What the task asks — Resume the post on kids' sleep and school start times, picking up after its final sentence.

═════ Passage shown ═════

More Sleep, Less Screen for Kids
I don’t know how to get the kids more sleep but this letter certainly presents a solid case for making it a cooperative priority whenever physically possible.
This response to an LA Times editorial about adjusting school start times to favor the biorhythms of students made a strong case but will face enormous resistance from the establishment.
I’ve added a link to getting a library card as most health professionals suggest avoiding electronic screens for thirty minutes or so prior to sleeping.
To the editor: Your editorial, “It’s too early to move all California middle and high schools to a later start,” ignored the overwhelming body of research showing the definitive benefits of more sleep for students — something researchers have known for more than 25 years, much of which has been reported in the Los Angeles Times dating back at least to 1997.
Furthermore, the editorial contradicts itself, stating, on one hand, that “better sleep for teenagers is associated with improved mood, higher academic achievement and reduced rates of drinking and drug use,” while also claiming the research does not make a convincing case for delaying California’s middle- and high-school start times.

═════ Dataset content ═════

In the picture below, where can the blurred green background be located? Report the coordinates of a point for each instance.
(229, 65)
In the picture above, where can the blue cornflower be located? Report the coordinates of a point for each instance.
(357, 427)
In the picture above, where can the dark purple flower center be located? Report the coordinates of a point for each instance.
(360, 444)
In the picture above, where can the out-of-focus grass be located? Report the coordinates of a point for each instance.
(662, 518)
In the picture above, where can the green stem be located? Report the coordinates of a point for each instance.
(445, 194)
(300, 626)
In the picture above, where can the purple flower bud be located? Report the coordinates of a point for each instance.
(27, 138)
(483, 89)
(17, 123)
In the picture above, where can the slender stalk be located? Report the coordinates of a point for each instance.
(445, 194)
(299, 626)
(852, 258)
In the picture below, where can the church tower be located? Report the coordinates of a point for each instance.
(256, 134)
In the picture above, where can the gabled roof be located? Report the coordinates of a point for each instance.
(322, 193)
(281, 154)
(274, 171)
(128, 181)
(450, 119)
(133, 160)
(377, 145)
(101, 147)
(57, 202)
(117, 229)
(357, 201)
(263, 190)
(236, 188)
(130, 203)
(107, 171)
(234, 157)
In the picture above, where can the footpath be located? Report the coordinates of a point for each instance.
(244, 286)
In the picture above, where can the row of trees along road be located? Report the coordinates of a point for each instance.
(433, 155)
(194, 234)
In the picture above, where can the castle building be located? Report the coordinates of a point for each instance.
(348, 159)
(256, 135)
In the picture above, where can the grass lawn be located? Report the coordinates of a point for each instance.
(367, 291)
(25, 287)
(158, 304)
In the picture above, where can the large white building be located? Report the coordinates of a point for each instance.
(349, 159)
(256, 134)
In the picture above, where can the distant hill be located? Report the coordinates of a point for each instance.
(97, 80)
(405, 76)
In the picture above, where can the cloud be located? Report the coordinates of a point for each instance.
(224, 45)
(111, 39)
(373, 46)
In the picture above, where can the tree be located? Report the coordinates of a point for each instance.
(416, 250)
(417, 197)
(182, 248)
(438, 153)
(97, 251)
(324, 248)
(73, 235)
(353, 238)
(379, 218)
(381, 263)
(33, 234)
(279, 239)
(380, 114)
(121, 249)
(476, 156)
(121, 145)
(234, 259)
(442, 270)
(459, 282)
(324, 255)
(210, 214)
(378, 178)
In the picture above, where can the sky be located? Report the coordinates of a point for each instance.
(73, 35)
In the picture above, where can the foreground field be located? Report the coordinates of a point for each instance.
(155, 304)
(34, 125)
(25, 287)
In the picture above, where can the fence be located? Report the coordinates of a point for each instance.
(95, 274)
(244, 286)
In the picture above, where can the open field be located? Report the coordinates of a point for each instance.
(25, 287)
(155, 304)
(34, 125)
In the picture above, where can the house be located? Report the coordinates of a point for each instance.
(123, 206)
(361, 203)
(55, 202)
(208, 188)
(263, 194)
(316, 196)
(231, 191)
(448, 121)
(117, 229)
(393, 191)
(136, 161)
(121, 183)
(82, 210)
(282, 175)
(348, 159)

═════
═════ Dataset content ═════

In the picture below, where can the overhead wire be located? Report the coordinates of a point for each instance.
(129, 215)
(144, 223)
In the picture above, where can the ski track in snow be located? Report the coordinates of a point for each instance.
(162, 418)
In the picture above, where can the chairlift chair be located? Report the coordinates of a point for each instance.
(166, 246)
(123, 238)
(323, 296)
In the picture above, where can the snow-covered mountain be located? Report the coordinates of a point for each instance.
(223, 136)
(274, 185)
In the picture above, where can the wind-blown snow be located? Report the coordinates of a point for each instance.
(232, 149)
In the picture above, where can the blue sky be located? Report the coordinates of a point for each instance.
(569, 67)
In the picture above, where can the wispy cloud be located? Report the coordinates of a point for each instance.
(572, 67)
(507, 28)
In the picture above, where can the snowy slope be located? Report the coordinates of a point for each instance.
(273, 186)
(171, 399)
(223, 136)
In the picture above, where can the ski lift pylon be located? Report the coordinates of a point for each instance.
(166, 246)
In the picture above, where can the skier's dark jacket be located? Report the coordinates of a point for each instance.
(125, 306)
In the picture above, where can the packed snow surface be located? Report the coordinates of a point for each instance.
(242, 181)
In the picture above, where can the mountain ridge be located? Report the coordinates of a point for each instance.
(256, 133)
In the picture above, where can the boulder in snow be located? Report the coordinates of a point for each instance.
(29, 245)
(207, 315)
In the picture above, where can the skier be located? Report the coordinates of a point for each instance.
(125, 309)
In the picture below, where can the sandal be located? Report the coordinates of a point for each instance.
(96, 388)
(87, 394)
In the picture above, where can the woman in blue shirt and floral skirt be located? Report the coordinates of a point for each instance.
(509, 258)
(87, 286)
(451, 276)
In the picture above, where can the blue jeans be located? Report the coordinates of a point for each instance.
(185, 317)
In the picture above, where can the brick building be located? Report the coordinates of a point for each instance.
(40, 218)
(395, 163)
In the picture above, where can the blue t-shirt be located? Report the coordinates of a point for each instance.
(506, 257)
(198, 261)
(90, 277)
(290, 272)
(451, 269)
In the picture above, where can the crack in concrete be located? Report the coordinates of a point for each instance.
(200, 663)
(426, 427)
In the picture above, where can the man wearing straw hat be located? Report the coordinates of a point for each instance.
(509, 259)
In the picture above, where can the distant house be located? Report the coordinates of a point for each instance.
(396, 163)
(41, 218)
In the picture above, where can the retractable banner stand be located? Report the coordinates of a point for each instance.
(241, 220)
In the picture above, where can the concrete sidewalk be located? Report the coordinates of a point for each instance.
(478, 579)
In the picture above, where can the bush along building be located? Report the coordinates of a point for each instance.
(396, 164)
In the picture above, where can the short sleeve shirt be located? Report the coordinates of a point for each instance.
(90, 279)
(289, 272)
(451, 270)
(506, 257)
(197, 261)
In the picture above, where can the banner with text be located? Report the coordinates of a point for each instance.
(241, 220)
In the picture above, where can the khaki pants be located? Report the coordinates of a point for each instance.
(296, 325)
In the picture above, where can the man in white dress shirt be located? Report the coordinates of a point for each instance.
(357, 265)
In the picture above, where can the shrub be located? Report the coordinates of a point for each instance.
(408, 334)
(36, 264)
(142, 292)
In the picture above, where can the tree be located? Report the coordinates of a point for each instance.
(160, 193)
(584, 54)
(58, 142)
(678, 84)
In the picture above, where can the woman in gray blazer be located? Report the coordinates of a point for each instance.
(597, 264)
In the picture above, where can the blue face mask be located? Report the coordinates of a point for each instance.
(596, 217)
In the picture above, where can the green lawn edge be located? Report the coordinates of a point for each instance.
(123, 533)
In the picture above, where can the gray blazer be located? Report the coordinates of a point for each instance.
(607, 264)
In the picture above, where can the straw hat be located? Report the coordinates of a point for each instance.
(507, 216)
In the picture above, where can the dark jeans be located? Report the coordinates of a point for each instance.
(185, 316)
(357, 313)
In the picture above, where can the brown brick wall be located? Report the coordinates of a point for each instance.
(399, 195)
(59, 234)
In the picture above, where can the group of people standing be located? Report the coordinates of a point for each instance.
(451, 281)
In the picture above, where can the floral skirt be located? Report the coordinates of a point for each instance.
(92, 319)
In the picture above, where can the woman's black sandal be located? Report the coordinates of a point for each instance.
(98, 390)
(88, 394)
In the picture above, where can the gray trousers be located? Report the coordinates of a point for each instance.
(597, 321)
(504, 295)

═════

Exercise result —
Although we know from hundreds of different school districts that students and communities benefit when classes start at 8:30 a.m., adult interests have prevented most local districts from acting on this knowledge for a generation. That is why California’s SB 328 is a landmark piece of public health legislation. It empowers every district to start at times that align with the biological sleep shift in the adolescent brain, enabling all students across California’s socioeconomic divide to obtain more sleep and, as a result, stay in school, do better academically and live healthier, safer, more successful lives.
Amy R. Wolfson, Ph.D, Baltimore
Judith Owens, MD, Cambridge, Mass.
Rafael Pelayo, MD, Stanford, Calif.
Terra Ziporyn Snider, Ph.D, Severna Park, Md.
Wolfson is a professor of psychology at Loyola University Maryland, Owens is a professor of neurology and director of the Center for Pediatric Sleep Disorders at Harvard, Pelayo is a clinical professor at the Stanford Center for Sleep Science and Medicine, and Terra Ziporyn Snider is executive director of the group Start School Later.